* **Record list**
-- BEGIN --
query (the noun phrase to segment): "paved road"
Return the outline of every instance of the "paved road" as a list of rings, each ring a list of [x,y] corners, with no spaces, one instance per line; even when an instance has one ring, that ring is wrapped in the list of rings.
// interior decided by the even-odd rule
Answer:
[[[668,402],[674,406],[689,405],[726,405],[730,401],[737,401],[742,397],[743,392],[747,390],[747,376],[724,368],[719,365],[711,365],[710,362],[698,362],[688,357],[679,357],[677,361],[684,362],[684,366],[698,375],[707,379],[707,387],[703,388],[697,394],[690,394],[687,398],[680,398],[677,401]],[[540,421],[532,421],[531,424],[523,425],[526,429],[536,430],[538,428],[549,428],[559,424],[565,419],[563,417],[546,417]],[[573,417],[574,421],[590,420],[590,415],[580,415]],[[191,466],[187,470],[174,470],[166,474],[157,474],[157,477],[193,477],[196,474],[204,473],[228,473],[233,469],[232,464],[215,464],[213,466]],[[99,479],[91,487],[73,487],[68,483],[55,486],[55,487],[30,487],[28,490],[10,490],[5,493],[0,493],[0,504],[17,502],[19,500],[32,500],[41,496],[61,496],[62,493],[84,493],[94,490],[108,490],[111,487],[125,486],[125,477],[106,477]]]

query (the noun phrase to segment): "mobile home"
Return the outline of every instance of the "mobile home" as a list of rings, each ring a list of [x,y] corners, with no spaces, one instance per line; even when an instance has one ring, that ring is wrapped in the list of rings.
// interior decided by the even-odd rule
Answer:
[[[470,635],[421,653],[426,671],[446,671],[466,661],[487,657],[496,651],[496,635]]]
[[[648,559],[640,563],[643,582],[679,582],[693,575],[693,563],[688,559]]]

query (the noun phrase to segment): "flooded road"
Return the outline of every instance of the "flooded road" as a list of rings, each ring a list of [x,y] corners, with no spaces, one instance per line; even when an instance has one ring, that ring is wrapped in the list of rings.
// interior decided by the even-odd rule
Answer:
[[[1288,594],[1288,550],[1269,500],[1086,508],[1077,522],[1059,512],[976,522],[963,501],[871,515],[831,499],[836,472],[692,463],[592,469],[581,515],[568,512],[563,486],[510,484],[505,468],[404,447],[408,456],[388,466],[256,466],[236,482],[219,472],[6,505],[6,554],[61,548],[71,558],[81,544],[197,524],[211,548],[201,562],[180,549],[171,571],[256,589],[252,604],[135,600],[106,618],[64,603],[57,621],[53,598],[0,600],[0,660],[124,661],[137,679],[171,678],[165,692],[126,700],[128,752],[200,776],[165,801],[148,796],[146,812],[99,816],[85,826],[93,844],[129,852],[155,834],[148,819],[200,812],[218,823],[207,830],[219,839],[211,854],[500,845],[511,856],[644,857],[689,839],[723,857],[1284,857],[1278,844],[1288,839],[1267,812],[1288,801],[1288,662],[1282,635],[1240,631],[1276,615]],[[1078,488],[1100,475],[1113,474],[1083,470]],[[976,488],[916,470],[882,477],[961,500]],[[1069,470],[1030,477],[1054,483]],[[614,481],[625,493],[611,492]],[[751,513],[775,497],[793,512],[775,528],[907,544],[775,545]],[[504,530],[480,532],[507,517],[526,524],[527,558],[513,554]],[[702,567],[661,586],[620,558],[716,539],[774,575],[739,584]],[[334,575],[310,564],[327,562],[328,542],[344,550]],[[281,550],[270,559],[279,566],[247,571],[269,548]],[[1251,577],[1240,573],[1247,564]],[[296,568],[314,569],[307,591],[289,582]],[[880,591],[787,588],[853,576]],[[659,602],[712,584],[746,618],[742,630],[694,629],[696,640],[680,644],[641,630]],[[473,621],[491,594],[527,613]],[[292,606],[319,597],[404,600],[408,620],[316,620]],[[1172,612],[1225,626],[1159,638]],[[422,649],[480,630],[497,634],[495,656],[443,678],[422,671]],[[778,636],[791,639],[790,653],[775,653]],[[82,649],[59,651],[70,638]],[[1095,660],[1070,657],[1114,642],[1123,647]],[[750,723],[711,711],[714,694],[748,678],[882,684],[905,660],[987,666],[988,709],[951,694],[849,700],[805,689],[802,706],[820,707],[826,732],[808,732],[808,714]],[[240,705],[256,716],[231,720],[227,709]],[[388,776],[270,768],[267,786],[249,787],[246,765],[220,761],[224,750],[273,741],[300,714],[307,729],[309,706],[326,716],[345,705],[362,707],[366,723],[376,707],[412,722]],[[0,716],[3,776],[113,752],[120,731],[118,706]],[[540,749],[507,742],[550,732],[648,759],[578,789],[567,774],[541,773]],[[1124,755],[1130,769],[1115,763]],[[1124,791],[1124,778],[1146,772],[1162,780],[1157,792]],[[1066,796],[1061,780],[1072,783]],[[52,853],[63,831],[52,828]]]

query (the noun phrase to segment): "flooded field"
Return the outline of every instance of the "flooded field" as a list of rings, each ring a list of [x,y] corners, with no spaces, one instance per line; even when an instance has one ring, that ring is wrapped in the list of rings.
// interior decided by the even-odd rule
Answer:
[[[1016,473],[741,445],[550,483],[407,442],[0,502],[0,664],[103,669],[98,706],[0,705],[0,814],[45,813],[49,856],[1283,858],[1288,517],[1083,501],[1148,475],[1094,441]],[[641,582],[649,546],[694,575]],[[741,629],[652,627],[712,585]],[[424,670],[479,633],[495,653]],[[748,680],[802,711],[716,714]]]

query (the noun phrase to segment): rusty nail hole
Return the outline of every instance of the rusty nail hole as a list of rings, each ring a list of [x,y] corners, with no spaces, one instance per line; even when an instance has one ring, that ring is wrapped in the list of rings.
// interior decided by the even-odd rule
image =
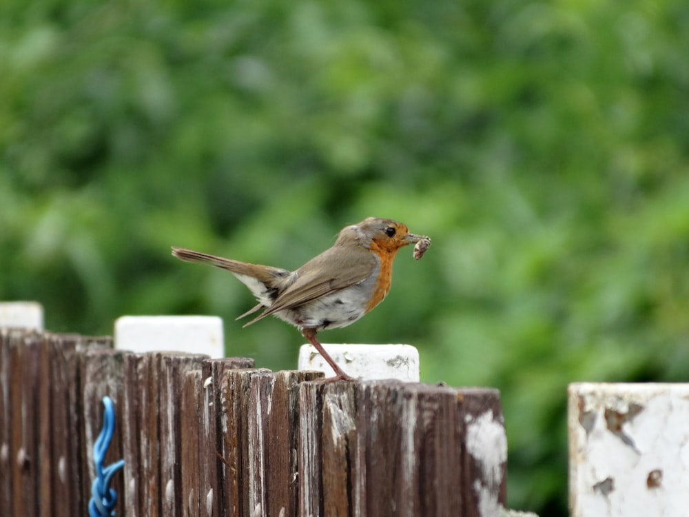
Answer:
[[[646,478],[646,486],[648,488],[657,488],[663,483],[663,471],[660,469],[652,470]]]
[[[615,490],[615,480],[610,477],[606,478],[593,485],[593,491],[607,496]]]

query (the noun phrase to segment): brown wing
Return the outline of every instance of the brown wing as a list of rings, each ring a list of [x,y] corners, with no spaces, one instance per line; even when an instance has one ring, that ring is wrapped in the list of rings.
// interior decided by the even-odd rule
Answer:
[[[376,263],[373,254],[364,248],[327,250],[297,270],[296,280],[255,321],[359,283],[371,275]]]

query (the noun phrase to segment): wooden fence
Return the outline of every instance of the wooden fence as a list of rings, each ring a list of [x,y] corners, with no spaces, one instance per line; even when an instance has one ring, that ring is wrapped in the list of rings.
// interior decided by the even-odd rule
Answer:
[[[110,338],[0,329],[0,516],[85,516],[101,399],[126,516],[497,515],[500,396],[326,383],[247,358],[114,350]]]

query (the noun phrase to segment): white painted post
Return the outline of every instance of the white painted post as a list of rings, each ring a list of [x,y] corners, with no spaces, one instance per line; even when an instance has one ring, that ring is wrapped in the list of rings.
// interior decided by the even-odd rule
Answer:
[[[225,357],[223,320],[216,316],[123,316],[115,321],[115,348]]]
[[[0,327],[43,330],[43,305],[38,302],[0,302]]]
[[[689,515],[689,384],[569,390],[573,517]]]
[[[419,352],[409,345],[323,345],[338,365],[352,377],[366,380],[393,378],[419,382]],[[300,370],[325,372],[333,369],[311,345],[299,350]]]

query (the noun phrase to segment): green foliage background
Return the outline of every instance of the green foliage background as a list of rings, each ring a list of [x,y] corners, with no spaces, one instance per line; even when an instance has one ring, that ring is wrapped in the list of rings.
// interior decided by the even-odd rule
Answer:
[[[433,246],[326,342],[409,343],[502,390],[510,505],[566,514],[566,389],[687,381],[683,0],[10,0],[0,298],[54,331],[214,314],[228,352],[302,339],[174,244],[296,267],[370,215]]]

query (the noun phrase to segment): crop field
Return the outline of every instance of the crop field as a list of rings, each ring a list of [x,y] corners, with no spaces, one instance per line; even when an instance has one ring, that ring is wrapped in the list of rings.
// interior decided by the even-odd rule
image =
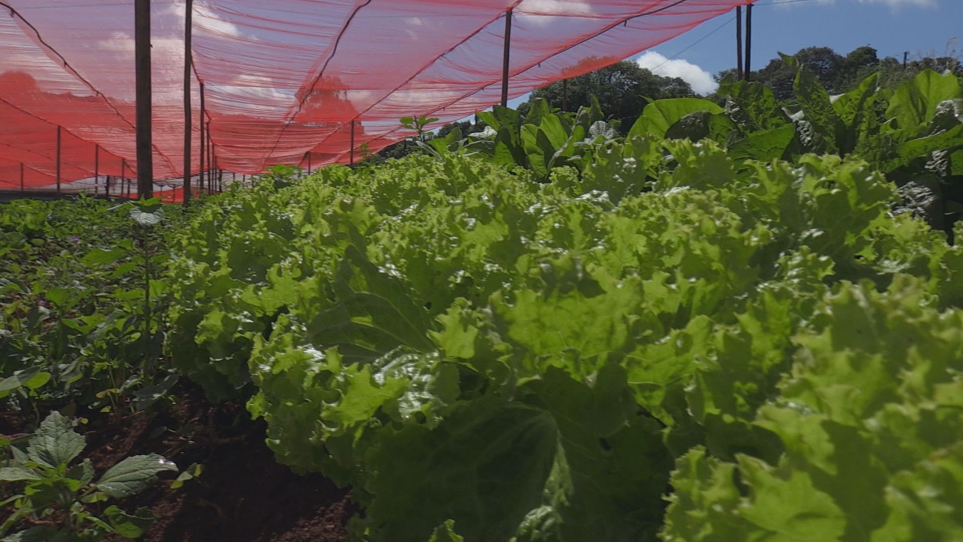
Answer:
[[[0,205],[0,540],[963,540],[963,87],[875,77]]]

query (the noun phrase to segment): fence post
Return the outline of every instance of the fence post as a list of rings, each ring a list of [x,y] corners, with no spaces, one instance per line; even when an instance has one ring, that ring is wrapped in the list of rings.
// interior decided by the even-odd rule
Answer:
[[[508,106],[508,61],[511,51],[511,8],[505,12],[505,52],[502,59],[502,107]]]
[[[736,6],[736,80],[742,81],[742,7]]]
[[[745,80],[751,79],[752,68],[749,59],[752,56],[752,4],[745,6]]]
[[[200,154],[200,168],[197,170],[197,192],[199,194],[204,193],[204,158],[207,150],[205,146],[207,145],[207,134],[205,131],[204,122],[204,84],[200,83],[200,149],[198,153]]]
[[[194,37],[194,0],[187,0],[184,6],[184,206],[191,204],[191,136],[194,126],[191,120],[191,65],[193,53],[191,42]]]
[[[100,188],[100,146],[93,146],[93,195],[99,193]]]
[[[151,144],[150,0],[134,0],[134,64],[137,88],[137,197],[154,196]]]
[[[60,196],[60,178],[61,178],[61,127],[57,126],[57,195]]]

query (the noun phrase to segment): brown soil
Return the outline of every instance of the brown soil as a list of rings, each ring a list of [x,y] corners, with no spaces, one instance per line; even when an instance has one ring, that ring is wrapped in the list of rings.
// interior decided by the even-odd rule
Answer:
[[[128,455],[156,452],[200,476],[180,489],[169,478],[117,502],[158,517],[145,542],[341,542],[355,509],[348,491],[320,474],[299,476],[274,461],[264,444],[264,423],[243,404],[213,405],[193,385],[175,388],[169,406],[121,419],[92,418],[85,455],[98,473]],[[0,432],[18,429],[0,415]],[[120,542],[121,537],[105,540]]]

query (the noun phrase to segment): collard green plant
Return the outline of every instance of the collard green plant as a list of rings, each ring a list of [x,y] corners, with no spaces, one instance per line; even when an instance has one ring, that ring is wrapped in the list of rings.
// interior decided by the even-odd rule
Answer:
[[[866,162],[652,134],[586,155],[550,182],[451,153],[225,196],[244,212],[176,247],[186,370],[351,484],[359,540],[654,540],[678,457],[786,452],[754,421],[833,287],[963,302],[960,250]]]
[[[85,439],[59,412],[47,416],[33,435],[3,445],[9,456],[0,467],[0,506],[12,513],[0,525],[0,536],[9,542],[88,542],[108,534],[139,538],[154,519],[150,510],[130,514],[107,503],[147,489],[159,473],[177,471],[160,455],[134,455],[97,476],[90,459],[76,461]]]

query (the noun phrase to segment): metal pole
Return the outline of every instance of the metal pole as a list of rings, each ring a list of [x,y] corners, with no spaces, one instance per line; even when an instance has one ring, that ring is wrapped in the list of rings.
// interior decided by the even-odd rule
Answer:
[[[204,147],[207,145],[207,134],[204,126],[204,84],[200,83],[200,169],[197,172],[197,190],[199,193],[204,193],[204,158],[207,150]]]
[[[502,107],[508,107],[508,60],[511,50],[511,8],[505,12],[505,55],[502,61]]]
[[[134,1],[134,63],[137,71],[137,195],[154,197],[151,152],[150,0]]]
[[[752,75],[752,65],[749,60],[752,56],[752,4],[745,6],[745,80],[749,81]]]
[[[57,126],[57,195],[60,195],[60,153],[61,153],[61,127]]]
[[[211,138],[211,122],[207,122],[207,189],[214,191],[214,139]]]
[[[354,165],[354,120],[351,119],[351,162]]]
[[[100,184],[100,146],[93,146],[93,195],[96,196]]]
[[[184,6],[184,205],[191,204],[191,41],[194,37],[194,0]]]
[[[736,6],[736,80],[742,77],[742,7]]]

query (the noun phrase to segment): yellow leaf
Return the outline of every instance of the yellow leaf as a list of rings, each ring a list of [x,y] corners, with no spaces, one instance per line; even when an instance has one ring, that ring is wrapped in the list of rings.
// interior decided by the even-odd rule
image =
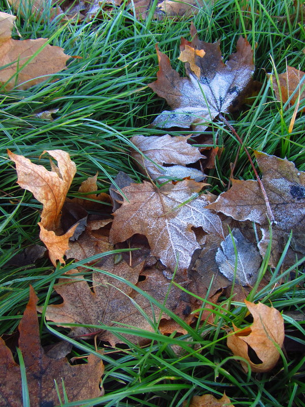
-- END --
* **What you should do**
From the rows above, copy every line that includes the word "plant". Case matters, so match the word only when its capitalization is the same.

* **Answer for this exercise**
query (the noun phrase to segment): collard green plant
Return the outline of every instance of the collard green plant as a list of rings, each ring a list of [x,y] corners, with no spaces, one instance per line; even when an instance has one ring, that ring is wrapped in the list of rings.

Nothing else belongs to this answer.